_What you should do_
In the forum post that follows, which substring makes the Python function skip a link instead of adding it to its list?

I have currently a python code that should grab a link from google.
However, google uses a somewhat different method to linking. how could I grab the data-href instead of just href.
this is the html example of a google link, the code is different when I use firefox.. there is no data-href:
<a
href="/url? sa=t&rct=j&q=&esrc=s&source=web&cd=2&cad=rja&uact=8&ved=0CC0QFjAB&url=http%3A%2F%2Fwww.dongemondcollege.nl%2F&ei=ihIwVdTqKtDYaoSjgMAP&usg=AFQjCNEvpxj60GxhQekQ2qI6QXDP2Vso1g&sig2=DuKoiCbIcI0ncx8D4gnSaA&bvm=bv.91071109,d.bGQ"
onmousedown="return rwt(this,'','','','2','AFQjCNEvpxj60GxhQekQ2qI6QXDP2Vso1g','DuKoiCbIcI0ncx8D4gnSaA','0CC0QFjAB','','',event)"
data-href="http://www.dongemondcollege.nl/">
Dongemond College > Algemeen > Home
</a>
Below is the Python code that should grab the link
Any suggestions?
def getLinks(source):
websiteLinks = []
for link in source.find_all('a'):
url = link.get('href')
if url:
if '/search?' not in url:
websiteLinks.append(url)
return websiteLinks

_Material shown_
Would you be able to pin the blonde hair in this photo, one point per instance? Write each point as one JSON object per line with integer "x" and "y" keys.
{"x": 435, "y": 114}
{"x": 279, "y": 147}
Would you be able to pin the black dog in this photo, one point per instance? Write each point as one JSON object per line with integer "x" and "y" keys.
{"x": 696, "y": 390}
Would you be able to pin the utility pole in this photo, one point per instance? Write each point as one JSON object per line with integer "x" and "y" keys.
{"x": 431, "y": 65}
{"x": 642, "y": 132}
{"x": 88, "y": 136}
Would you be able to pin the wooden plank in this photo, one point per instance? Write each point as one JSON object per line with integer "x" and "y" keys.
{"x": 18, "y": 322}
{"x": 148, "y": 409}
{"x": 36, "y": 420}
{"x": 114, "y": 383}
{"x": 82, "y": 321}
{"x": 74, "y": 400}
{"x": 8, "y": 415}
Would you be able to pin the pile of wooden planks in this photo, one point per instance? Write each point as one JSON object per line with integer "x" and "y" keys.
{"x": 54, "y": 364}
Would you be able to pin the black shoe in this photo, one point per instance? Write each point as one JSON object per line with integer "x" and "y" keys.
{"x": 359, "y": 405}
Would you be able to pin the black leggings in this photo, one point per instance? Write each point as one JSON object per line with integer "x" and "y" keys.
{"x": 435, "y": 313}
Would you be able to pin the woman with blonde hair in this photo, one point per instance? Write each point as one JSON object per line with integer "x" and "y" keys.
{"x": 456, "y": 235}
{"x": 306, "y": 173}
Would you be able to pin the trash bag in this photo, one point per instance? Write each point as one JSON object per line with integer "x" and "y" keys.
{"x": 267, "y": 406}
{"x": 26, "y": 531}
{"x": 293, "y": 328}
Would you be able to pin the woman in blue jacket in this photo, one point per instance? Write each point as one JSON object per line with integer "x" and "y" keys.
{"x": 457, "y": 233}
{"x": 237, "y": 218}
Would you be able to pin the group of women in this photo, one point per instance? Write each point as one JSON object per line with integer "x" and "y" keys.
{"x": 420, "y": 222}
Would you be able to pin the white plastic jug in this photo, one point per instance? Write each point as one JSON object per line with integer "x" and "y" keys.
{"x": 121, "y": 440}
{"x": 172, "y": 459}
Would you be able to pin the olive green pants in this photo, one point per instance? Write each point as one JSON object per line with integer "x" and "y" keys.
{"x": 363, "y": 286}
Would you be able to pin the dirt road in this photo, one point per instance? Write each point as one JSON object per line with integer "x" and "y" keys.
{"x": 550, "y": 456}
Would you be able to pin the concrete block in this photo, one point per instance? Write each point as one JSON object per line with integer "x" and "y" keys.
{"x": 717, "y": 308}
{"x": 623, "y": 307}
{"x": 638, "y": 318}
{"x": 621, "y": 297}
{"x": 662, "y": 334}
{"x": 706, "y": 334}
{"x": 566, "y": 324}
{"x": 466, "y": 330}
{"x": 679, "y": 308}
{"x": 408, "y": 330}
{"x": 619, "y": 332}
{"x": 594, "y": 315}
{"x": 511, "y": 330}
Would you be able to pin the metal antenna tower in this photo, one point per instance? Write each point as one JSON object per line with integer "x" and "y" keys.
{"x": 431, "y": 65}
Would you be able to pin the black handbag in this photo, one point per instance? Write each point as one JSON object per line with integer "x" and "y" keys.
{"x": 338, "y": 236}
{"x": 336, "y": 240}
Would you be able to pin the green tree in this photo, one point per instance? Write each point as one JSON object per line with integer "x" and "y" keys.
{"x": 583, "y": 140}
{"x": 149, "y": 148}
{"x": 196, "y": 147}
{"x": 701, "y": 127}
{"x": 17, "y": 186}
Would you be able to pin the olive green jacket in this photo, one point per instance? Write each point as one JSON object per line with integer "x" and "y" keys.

_Exercise output_
The substring '/search?'.